* Data section:
============
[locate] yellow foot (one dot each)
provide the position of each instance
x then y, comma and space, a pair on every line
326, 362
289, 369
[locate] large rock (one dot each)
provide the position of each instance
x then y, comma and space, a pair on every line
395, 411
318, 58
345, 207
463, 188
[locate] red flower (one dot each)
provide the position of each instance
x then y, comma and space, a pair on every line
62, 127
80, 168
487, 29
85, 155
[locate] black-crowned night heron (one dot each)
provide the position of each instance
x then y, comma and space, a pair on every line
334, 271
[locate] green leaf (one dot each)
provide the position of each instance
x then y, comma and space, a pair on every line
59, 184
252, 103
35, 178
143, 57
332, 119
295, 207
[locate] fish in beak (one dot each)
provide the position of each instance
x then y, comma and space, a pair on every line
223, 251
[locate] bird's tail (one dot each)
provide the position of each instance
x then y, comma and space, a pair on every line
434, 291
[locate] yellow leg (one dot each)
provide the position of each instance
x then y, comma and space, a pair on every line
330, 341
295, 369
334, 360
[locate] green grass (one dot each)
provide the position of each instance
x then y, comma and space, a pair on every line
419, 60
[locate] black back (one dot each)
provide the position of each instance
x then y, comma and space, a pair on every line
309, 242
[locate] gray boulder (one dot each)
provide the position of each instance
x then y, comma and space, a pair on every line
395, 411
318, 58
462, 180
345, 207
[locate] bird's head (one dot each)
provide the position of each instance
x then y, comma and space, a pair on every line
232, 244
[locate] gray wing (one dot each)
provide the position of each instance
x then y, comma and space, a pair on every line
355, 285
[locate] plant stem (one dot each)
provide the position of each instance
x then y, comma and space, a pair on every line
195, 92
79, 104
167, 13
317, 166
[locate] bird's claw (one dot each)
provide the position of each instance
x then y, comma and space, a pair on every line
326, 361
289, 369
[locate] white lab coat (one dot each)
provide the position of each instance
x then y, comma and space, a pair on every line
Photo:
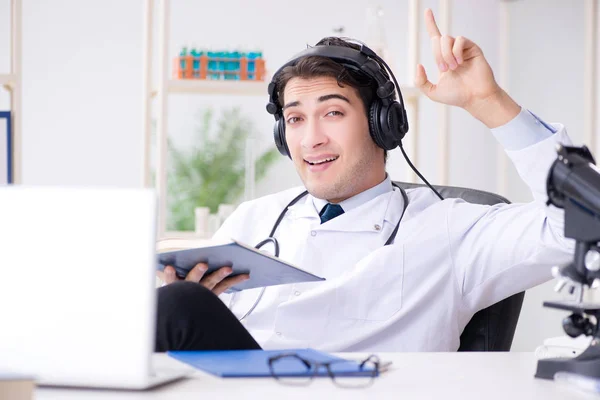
449, 260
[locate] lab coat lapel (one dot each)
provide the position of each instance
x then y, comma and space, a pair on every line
367, 217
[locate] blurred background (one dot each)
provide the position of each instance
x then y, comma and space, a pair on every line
87, 117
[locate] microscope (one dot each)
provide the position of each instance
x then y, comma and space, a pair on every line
574, 185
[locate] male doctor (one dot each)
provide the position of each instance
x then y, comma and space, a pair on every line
405, 271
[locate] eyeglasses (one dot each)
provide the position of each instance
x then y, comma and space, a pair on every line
344, 373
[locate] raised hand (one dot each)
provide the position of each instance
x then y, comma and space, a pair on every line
466, 79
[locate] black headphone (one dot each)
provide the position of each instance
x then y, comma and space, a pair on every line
387, 117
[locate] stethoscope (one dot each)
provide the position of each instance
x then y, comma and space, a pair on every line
271, 239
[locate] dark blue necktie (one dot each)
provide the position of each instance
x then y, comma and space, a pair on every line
330, 211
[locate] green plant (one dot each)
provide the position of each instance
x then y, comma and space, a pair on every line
212, 170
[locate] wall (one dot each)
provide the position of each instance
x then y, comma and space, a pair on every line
82, 70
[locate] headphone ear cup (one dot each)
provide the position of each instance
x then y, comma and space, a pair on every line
279, 136
374, 126
387, 124
397, 121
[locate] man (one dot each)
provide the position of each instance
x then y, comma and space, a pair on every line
444, 260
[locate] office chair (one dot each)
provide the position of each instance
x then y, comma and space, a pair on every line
493, 328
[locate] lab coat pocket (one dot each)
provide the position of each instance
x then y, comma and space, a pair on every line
372, 290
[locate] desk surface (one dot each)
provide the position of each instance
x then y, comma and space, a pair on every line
461, 376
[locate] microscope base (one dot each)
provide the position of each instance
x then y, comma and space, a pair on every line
587, 363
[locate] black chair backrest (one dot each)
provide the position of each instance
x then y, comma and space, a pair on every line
493, 328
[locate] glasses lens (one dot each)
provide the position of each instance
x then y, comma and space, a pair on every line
353, 378
291, 370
============
* Task prompt: Pull every line of text from the records above and copy each one unchanged, leaving the pictures out of your answer.

* Exercise response:
[locate] yellow foot (one dot each)
provide the position of each instance
x then y, comma and space, a pair on every line
326, 362
289, 369
[locate] large rock (one dot each)
provide the position of each instance
x then y, comma and space, a pair on every line
395, 411
318, 58
345, 207
463, 188
[locate] red flower (one dot each)
provide the position of each instance
x then y, comma and space, a pair on every line
62, 127
80, 168
487, 29
85, 155
[locate] black-crowned night heron (one dot each)
provide the position of each instance
x then y, comma and space, a pair on every line
334, 271
[locate] green leaf (one dot each)
provide the position of each instance
x then y, comma and space, a pair on every line
59, 184
252, 103
35, 178
143, 57
332, 119
295, 207
[locate] fish in beak (one dot each)
provide the position of each instance
x then y, comma and space, a pair on every line
223, 251
[locate] bird's tail (one dot each)
provide the position of each instance
x then y, comma and space, a pair on every line
434, 291
[locate] yellow leg (one dot each)
provide the position of each instance
x then y, comma and space, a pair on every line
330, 341
295, 369
334, 360
[locate] green grass (one dot each)
provide the position of each instance
x then y, comma and space, a pair on every line
419, 60
[locate] black back (one dot each)
provide the position of each instance
x then y, comma and space, a pair on every line
309, 242
[locate] gray boulder (one dot each)
provide the position of each instance
x then y, comma and space, a pair on every line
395, 411
318, 58
462, 180
345, 207
[locate] bird's head (one dot each)
provide the position of each instance
x then y, comma and space, a pair on every line
232, 244
[locate] gray wing (one dot each)
provide the position of each instance
x then y, comma and space, a pair on every line
355, 285
[locate] plant stem (one dot each)
provide the position of each instance
x then y, comma and space, a pair on every line
195, 92
79, 104
167, 13
317, 166
[locate] bird's claw (one dot each)
provide the position of each instance
x then y, comma and space, a pair on every line
326, 361
289, 369
[locate] white lab coat (one dot each)
provide the position of each instance
x then y, comma and space, a pair on every line
Photo:
449, 260
[locate] lab coat lapel (one dot each)
provide the position of each instance
x then y, comma and space, a pair on every line
367, 217
[locate] blurred background (one dot each)
provide the position of each instance
x then y, comma and space, a pair on every line
87, 117
[locate] microscope (one dot each)
provide the position of each instance
x then y, comma and space, a pair on every line
574, 185
[locate] male doctor (one dot each)
provide the position of each instance
x then y, comma and space, a pair on every line
405, 271
[locate] eyeglasses (one dot each)
provide the position of each instance
x then y, comma and space, a pair on every line
344, 373
[locate] raised hand (one dot each)
provide the position of each instance
x then y, comma and space, a pair on every line
466, 79
[locate] black headphone (one dot each)
provide the position of each instance
x then y, comma and space, a pair on every line
387, 117
[locate] stethoscope (one dot each)
provide the position of each instance
x then y, comma and space, a pair on every line
271, 239
[locate] dark blue necktie (one dot each)
provide the position of each instance
x then y, comma and space, a pair on every line
330, 211
[locate] green plant (one dot each)
provide the position of each instance
x then y, comma and space, a pair on every line
212, 170
[locate] wall (one dot each)
provide the position of each instance
x then y, comma and space, a pair on every line
82, 70
[locate] headphone ear cup (one dot each)
provide the position of each instance
x then y, comma and space, a pair on every line
279, 136
374, 126
387, 124
397, 121
[locate] man (one dot each)
provide the position of each instance
x then y, comma and space, a pair on every line
444, 260
[locate] office chair (one dot each)
provide the position of each instance
x then y, comma and space, a pair on every line
493, 328
[locate] lab coat pocket (one dot each)
provide the position of each instance
x then y, comma and space, a pair on every line
372, 290
[locate] desk surface (one dot each)
provide the position of each instance
x then y, comma and space, a pair on every line
461, 376
[locate] microscope base (one dot each)
provide the position of each instance
x then y, comma and space, a pair on every line
587, 363
[locate] black chair backrest (one dot each)
provide the position of each instance
x then y, comma and space, a pair on every line
493, 328
[locate] glasses lens (one dot each)
provide the position of each instance
x then y, comma and space, a pair on every line
353, 378
291, 370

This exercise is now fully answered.